--- Start Input records ---

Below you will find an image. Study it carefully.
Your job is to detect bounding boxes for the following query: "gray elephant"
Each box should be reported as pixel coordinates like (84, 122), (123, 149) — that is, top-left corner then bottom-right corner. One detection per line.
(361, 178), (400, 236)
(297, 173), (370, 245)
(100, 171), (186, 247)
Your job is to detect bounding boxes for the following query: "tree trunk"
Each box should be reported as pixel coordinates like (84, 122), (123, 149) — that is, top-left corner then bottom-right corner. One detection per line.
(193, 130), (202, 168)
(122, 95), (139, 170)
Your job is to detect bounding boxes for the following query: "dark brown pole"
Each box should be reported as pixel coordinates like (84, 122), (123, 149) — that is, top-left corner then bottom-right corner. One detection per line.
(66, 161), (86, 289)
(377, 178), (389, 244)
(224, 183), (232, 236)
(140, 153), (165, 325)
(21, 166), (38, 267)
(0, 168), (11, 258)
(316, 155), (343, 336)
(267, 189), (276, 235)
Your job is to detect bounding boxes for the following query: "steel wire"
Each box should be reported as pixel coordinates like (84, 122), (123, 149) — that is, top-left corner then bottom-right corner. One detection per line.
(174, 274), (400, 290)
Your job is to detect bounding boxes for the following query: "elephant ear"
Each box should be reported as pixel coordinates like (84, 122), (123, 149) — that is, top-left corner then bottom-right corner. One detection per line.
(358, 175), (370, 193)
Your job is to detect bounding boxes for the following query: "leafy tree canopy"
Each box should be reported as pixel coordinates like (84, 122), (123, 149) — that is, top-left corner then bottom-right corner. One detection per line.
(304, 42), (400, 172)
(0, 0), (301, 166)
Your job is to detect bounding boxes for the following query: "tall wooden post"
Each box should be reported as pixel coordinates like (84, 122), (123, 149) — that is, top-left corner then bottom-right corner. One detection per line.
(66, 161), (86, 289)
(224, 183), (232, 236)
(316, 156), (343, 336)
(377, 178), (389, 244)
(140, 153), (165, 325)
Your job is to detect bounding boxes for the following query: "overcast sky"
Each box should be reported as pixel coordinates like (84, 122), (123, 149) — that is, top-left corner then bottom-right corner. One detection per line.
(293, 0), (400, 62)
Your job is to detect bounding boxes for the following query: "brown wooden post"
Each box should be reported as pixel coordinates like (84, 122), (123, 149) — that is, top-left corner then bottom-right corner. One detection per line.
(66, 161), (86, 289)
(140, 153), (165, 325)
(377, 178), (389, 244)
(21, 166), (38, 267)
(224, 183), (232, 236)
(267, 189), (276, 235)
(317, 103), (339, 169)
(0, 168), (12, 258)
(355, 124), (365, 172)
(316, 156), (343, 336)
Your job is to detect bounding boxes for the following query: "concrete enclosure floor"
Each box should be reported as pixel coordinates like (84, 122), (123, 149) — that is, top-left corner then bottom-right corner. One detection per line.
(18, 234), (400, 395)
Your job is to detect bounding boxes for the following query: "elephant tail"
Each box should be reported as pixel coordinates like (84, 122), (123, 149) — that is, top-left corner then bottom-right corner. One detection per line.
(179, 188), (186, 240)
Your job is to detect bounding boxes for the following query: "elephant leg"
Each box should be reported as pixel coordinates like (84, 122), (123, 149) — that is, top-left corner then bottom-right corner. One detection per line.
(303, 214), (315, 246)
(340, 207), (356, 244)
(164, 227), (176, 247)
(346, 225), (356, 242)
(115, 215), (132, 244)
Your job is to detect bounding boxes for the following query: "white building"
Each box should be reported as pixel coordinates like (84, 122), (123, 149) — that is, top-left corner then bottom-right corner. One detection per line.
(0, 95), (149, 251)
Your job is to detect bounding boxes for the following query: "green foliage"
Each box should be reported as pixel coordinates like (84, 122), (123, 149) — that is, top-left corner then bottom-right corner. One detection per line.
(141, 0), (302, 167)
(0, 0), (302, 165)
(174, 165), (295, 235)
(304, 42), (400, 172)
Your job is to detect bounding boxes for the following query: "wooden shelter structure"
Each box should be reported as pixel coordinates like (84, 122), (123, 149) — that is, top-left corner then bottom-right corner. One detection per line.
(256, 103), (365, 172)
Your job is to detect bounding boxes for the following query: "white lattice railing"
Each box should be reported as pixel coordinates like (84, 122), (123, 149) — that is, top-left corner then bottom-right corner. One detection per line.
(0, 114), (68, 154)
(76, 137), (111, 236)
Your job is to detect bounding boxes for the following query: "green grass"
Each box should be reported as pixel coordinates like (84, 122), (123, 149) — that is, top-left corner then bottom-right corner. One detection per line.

--- End Input records ---

● **Exercise**
Could you copy every entry above word for word, without changing anything?

● **Answer to the exercise**
Below you will find an image. Study it carefully.
Your job is to detect bounding boxes for the following query: "gray elephant"
Each box should be reported as pixel coordinates like (84, 122), (123, 149) — that is, top-left corner then bottom-right corner. One detection per line.
(361, 178), (400, 236)
(297, 173), (370, 245)
(100, 171), (186, 247)
Your job is to detect bounding boxes for the following query: "tree trunk"
Each box should be reported as pixel coordinates like (84, 122), (123, 149) — that is, top-left corner then bottom-right corner. One detection per line.
(193, 130), (202, 168)
(122, 95), (139, 170)
Your job is to detect bounding boxes for the following query: "dark brown pole"
Each box should be reported as pixel coordinates like (84, 122), (123, 149) — that is, top-left corner then bottom-right corner. One detection per line.
(66, 161), (86, 289)
(377, 178), (389, 244)
(224, 183), (232, 236)
(140, 153), (165, 325)
(21, 166), (38, 267)
(0, 168), (11, 258)
(316, 155), (343, 336)
(267, 189), (276, 235)
Your job is to detect bounding boxes for the following query: "steel wire"
Each box should be reported as pixel coordinates like (84, 122), (123, 149) — that is, top-left corner then bottom-right corner. One detection per line.
(174, 274), (400, 290)
Your job is to detect bounding boxes for the following query: "elephant ear"
Each box should be reported as pixel coordinates like (84, 122), (123, 149) — that is, top-left corner then bottom-right corner. One detection per line.
(358, 175), (370, 193)
Your job is to detect bounding boxes for the following query: "leafy tree canopy"
Each box should be reported as pixel coordinates like (84, 122), (123, 149) — that is, top-left corner then bottom-right corner. One detection per line.
(304, 42), (400, 172)
(0, 0), (301, 166)
Your job is to detect bounding boxes for the following query: "tall wooden post"
Each box should be reported as pixel coordinates like (84, 122), (123, 149) — that is, top-left corner then bottom-right corner. One detection per line.
(66, 161), (86, 289)
(224, 183), (232, 236)
(316, 156), (343, 336)
(377, 178), (389, 244)
(140, 153), (165, 325)
Your job is to detect bounding boxes for the following query: "overcast sky"
Each box should be reported as pixel coordinates like (84, 122), (123, 149) — that is, top-left corner then bottom-right corner. One detection per line.
(293, 0), (400, 62)
Your job is to detect bounding boxes for the following query: "brown wooden post"
Each box should be reported as pixel coordinates like (84, 122), (123, 149) — that is, top-left corner then bottom-right corner. One detection per line.
(66, 161), (86, 289)
(140, 153), (165, 325)
(377, 178), (389, 244)
(21, 166), (38, 267)
(224, 183), (232, 236)
(267, 189), (276, 235)
(317, 103), (339, 169)
(0, 168), (12, 258)
(355, 124), (365, 172)
(316, 156), (343, 336)
Your job is to detect bounding boxes for the following query: "concrete enclosure floor"
Each box should be reported as pixel coordinates like (84, 122), (123, 149) — that is, top-left corner then bottom-right corner. One detection per line.
(18, 234), (400, 395)
Your job is to detect bounding boxes for the following query: "elephant tail"
Each box should be reported as pixel coordinates like (84, 122), (123, 149) — that is, top-left corner then bottom-right corner. One detection per line.
(179, 188), (186, 240)
Your job is to detect bounding boxes for the following query: "elephant leg"
Each box should be reported as pixel coordinates like (84, 122), (123, 149) — that is, top-left corner then bottom-right corner. One detection per line.
(303, 214), (315, 246)
(340, 207), (356, 244)
(164, 227), (176, 247)
(346, 225), (356, 242)
(115, 215), (132, 244)
Your job is to detect bounding boxes for the following query: "white building"
Each box should be reported as pixel coordinates like (84, 122), (123, 149) — that is, top-left corner then bottom-right corner. One detection per line.
(0, 95), (149, 251)
Your job is to detect bounding boxes for the following query: "green foliage"
Each box should be reported as pixel coordinates like (84, 122), (123, 149) — that is, top-left corner then bottom-right corner. One detection per line.
(141, 0), (302, 167)
(0, 0), (302, 165)
(174, 165), (295, 235)
(304, 42), (400, 172)
Your job is to detect bounding boxes for the following query: "wooden shelter structure"
Each box should be reported as pixel coordinates like (84, 122), (123, 149) — that is, top-left corner then bottom-right corner. One detection per line.
(256, 103), (365, 172)
Your job is to detect bounding boxes for the following query: "white lattice railing"
Each box should be reported as pixel coordinates like (84, 122), (123, 149) — that is, top-left corner then bottom-right corner. One detection per line.
(0, 114), (68, 154)
(76, 137), (111, 236)
Your job is to detect bounding boxes for the following query: "green grass"
Each box should be reported as pixel coordinates like (84, 122), (123, 149) — that is, top-left corner then bottom-right corner. One detection per line.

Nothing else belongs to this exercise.